» **Task directions**: Format the records as a JSON list of strings, one string per line and no blank lines, starting at the line that contains "Would you kindly point at the white sea" and ending after the line that contains "<point>374,85</point>".
** BEGIN Input for this task **
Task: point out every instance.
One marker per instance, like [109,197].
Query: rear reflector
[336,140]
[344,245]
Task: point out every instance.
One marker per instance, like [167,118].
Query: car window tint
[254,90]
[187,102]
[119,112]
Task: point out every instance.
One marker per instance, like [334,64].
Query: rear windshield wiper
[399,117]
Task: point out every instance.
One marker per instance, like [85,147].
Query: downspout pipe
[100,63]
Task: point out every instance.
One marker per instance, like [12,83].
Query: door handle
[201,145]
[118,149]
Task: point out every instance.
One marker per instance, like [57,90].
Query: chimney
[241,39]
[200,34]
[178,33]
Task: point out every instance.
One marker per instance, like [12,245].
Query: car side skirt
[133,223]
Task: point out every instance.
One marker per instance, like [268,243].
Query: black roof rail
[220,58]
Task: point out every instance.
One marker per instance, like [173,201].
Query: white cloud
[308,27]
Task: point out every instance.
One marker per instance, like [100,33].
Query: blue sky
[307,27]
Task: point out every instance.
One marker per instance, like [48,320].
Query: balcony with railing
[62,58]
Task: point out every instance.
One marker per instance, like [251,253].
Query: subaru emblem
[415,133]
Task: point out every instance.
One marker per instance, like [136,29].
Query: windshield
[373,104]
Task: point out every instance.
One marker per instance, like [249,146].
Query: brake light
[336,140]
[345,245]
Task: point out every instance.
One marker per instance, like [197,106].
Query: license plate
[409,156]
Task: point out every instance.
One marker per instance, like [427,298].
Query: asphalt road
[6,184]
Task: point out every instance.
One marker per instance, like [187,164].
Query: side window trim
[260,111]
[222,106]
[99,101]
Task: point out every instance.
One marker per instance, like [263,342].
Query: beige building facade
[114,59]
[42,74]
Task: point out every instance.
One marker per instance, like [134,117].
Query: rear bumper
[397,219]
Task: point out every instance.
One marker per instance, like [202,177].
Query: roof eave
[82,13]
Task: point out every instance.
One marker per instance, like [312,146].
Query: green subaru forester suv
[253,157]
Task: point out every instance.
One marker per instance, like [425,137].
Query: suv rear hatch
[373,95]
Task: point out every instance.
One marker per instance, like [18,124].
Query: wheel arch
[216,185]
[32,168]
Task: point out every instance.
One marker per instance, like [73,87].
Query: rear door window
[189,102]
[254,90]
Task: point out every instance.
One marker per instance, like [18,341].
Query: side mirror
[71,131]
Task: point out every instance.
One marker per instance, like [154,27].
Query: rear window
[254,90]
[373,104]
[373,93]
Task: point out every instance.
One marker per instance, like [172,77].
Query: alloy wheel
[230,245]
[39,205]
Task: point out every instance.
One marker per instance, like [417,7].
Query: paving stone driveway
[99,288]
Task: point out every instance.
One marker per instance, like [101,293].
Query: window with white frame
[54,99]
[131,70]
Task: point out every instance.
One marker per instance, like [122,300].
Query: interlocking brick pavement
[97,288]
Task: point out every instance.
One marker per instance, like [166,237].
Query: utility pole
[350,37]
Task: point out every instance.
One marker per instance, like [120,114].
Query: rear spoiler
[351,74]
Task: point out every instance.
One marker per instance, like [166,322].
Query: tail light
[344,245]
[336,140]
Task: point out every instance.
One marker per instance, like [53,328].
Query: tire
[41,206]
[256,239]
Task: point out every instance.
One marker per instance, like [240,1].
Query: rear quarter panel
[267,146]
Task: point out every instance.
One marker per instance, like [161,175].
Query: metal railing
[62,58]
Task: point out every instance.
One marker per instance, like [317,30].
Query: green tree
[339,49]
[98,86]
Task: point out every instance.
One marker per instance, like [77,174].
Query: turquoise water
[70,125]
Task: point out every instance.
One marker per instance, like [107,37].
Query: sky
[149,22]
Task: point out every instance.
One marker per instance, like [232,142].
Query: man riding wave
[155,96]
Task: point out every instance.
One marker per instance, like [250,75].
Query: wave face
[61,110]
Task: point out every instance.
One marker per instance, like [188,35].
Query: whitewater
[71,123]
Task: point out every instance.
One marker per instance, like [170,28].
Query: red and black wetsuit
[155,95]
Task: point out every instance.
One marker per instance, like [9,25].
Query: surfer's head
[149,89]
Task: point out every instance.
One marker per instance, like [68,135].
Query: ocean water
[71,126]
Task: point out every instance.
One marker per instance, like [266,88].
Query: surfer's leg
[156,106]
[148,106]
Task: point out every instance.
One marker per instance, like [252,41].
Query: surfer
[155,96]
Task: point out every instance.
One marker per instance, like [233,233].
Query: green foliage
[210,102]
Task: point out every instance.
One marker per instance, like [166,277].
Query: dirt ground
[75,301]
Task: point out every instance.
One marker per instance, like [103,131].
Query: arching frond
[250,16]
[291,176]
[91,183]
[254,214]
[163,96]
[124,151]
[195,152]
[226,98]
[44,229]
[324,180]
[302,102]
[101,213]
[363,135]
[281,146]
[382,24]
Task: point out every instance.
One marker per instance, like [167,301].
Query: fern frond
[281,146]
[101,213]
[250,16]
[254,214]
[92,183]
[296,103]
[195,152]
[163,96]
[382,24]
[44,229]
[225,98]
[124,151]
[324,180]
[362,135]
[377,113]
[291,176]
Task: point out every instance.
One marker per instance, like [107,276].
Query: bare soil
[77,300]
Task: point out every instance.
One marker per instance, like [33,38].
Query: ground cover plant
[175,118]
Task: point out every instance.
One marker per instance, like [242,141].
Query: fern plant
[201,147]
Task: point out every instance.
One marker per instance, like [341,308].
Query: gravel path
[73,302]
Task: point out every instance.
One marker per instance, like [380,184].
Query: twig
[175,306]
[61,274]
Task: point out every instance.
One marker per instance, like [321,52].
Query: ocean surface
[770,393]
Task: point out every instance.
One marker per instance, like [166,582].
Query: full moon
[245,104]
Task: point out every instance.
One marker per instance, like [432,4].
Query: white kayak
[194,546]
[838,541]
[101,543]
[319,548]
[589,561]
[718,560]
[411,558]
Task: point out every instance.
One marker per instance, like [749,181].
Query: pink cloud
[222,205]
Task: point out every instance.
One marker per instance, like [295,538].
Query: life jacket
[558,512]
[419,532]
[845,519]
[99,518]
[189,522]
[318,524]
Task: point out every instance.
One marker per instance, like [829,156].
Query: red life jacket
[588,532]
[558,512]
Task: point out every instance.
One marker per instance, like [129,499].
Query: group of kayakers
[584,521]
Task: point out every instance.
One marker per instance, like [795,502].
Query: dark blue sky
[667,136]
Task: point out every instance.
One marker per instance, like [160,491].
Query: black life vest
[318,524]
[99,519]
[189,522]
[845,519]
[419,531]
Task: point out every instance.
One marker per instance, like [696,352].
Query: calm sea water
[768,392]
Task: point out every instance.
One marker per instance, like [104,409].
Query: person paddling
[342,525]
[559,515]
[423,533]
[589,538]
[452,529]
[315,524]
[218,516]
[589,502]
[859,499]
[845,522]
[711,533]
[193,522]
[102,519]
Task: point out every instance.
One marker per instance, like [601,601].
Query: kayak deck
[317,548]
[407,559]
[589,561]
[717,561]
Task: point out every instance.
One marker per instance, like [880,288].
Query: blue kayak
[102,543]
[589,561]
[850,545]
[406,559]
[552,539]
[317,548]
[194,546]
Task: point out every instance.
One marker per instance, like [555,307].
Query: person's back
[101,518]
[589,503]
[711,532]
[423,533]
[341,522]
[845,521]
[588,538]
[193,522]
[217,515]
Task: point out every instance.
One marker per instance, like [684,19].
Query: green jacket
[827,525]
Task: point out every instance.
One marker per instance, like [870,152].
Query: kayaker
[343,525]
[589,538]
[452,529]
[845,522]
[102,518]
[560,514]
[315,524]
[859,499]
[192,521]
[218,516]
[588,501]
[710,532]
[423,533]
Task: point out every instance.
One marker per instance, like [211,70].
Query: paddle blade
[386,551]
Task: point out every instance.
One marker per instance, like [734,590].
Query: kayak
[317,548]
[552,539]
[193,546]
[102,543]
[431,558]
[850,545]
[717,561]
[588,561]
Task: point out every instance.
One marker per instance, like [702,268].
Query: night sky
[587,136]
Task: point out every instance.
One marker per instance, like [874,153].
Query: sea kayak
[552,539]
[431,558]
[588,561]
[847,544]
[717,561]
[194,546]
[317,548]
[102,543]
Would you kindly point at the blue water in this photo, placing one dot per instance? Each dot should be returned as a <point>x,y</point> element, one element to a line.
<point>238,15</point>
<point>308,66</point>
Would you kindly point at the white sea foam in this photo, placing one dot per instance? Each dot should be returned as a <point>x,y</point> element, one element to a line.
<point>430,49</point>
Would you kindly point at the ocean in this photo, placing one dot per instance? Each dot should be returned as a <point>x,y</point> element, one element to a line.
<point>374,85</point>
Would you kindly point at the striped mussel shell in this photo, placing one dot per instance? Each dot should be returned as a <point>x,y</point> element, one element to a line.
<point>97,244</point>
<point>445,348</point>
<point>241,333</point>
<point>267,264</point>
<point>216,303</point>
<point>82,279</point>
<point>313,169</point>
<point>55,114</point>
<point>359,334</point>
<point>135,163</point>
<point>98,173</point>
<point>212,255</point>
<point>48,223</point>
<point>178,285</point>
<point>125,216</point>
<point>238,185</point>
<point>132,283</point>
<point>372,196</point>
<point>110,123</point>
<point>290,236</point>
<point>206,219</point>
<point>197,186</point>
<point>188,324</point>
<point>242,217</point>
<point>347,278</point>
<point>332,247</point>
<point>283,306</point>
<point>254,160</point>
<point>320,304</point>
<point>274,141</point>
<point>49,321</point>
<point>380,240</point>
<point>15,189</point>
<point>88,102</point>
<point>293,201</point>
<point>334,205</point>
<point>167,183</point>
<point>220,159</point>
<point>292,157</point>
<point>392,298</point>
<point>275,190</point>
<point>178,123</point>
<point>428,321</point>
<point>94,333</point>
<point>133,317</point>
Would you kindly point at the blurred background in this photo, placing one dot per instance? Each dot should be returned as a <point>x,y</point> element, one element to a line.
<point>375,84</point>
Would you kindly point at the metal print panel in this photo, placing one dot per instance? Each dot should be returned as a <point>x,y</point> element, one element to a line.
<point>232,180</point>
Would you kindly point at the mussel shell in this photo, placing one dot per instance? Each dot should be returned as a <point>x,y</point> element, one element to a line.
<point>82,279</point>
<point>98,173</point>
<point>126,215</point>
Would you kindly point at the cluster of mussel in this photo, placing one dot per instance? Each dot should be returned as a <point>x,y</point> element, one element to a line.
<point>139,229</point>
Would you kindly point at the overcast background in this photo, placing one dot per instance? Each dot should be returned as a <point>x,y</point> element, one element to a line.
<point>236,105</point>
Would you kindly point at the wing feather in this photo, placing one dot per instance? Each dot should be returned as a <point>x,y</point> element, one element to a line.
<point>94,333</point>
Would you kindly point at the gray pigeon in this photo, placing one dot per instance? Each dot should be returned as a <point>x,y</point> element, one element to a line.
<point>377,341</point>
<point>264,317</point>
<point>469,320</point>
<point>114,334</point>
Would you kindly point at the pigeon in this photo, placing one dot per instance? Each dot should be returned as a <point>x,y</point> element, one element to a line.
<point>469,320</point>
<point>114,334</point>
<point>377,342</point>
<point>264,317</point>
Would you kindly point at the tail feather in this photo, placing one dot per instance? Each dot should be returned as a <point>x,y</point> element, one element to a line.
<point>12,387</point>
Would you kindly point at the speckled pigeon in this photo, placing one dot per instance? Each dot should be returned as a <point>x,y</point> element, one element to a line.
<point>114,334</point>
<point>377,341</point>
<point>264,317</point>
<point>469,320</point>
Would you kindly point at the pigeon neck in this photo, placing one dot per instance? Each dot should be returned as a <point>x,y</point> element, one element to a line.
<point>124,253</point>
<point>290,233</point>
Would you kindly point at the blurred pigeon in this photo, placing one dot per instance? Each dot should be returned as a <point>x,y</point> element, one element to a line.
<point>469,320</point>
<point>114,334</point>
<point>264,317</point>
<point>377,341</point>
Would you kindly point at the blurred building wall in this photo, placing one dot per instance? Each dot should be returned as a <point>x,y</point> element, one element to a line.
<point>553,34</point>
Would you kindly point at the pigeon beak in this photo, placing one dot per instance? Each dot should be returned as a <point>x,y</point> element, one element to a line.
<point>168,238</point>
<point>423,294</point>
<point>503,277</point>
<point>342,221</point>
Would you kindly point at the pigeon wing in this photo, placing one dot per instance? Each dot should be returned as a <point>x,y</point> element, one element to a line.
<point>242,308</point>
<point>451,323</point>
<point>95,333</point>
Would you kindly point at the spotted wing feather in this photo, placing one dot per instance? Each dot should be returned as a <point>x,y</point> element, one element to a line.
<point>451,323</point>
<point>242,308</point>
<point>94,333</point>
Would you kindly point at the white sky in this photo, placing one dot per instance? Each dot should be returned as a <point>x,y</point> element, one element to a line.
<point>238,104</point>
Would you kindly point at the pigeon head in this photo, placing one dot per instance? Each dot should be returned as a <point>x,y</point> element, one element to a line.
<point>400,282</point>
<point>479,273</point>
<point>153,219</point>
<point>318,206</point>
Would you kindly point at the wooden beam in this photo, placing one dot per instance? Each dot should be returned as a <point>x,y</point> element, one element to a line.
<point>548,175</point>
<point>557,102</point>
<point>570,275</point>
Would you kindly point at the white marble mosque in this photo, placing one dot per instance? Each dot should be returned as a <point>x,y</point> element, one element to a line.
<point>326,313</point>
** END Input for this task **
» **The output**:
[
  "Would you kindly point at the white sea foam in this photo, placing one dot per instance? Each dot should be returned as a <point>x,y</point> element, one element to a line.",
  "<point>430,49</point>",
  "Would you kindly point at the ocean in this photo, placing one dot per instance? Each dot should be returned as a <point>x,y</point> element, one element to a line.",
  "<point>374,85</point>"
]